Antes de tudo há que caracterizar a relação contratual acordada entre a A. e a R. para encontrar o respectivo regime jurídico.
Da leitura do texto do contrato (orçamento junto a fls. 29 e aceitação a fls.30) à luz dos critérios legalmente fixados para a interpretação de declarações negociais (art 236º do CC) resulta que a A. se obrigou perante a R. a elaborar um projecto de arquitectura (licenciamento/substituição) e execução (ponto 3 dos factos provados), para ser presente no Instituto Nacional de Habitação em termos de lograr homologação para um complexo de habitação a custos controlados (ponto 21 e ponto 24 dos factos provados).
Estamos, pois, perante a celebração de um contrato de prestação de serviços, mediante retribuição (art 1154º do CC).
Para além do mandato, depósito e empreitada, modalidades tipificadas do contrato de prestação de serviço, que a lei regula, especialmente, outras existem, de carácter inominado, como seja a dos serviços prestados no exercício de artes e profissões liberais, que a lei já não contempla, especialmente, mas cujo regime é disciplinado, extensivamente, pelas disposições sobre o mandato, de acordo com o previsto nos arts 1155º e 1156º do CC (neste sentido, cf. os Acs do STJ de 09-02-2006, Proc. 05B4257 e de 21-11-2006, Proc. 06A3716, todos acessíveis em www.dgsi.pt.).
--------------------------------------------------
- **Requisito 1**:
Transcreva sem qualquer alteração a parte dos registos que começa na linha que contém "Target: church dome" e termina no fim dos registos, incluindo ambos os extremos.

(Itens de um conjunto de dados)
--------------------------------------------------
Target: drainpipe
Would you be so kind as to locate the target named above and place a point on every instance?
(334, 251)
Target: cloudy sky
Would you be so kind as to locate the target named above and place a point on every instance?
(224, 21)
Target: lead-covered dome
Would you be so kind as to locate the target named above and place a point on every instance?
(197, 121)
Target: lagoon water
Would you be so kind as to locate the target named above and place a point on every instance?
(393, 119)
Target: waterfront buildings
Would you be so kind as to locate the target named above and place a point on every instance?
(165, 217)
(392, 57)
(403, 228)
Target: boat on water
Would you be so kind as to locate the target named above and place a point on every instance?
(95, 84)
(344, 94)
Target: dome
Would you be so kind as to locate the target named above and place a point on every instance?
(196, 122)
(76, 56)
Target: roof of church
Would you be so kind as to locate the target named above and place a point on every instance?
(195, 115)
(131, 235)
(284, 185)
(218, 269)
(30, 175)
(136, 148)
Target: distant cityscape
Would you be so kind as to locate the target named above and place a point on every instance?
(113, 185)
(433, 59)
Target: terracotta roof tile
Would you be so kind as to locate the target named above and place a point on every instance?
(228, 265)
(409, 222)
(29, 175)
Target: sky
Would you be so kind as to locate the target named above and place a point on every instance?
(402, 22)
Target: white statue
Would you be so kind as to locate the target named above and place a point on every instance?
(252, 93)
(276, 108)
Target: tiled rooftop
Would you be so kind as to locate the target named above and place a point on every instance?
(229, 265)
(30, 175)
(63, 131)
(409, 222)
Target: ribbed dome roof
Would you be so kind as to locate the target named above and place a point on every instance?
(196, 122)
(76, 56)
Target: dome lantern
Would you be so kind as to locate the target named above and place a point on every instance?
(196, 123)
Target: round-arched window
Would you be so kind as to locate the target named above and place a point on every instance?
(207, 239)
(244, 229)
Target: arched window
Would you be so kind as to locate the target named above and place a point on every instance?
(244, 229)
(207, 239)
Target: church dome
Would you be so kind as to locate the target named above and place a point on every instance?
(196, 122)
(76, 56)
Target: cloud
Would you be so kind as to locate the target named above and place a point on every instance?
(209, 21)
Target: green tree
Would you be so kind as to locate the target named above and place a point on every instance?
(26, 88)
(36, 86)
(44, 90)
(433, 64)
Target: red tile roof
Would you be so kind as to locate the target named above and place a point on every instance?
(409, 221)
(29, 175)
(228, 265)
--------------------------------------------------
- **Requisito 2**:
Responda com base no excerto selecionado sobre o contrato:
(a) A que instituto devia ser presente o projecto que a A. se obrigou a elaborar?
(b) Que artigo do CC é citado para o contrato de prestação de serviços mediante retribuição?
(c) Que três modalidades tipificadas do contrato de prestação de serviço são mencionadas?

- **Resposta final 1**:
Target: church dome
Would you be so kind as to locate the target named above and place a point on every instance?
(196, 122)
(76, 56)
Target: cloud
Would you be so kind as to locate the target named above and place a point on every instance?
(209, 21)
Target: green tree
Would you be so kind as to locate the target named above and place a point on every instance?
(26, 88)
(36, 86)
(44, 90)
(433, 64)
Target: red tile roof
Would you be so kind as to locate the target named above and place a point on every instance?
(409, 221)
(29, 175)
(228, 265)

- **Resposta final 2**:
(a) Ao Instituto Nacional de Habitação.
(b) O art 1154º do CC.
(c) O mandato, o depósito e a empreitada.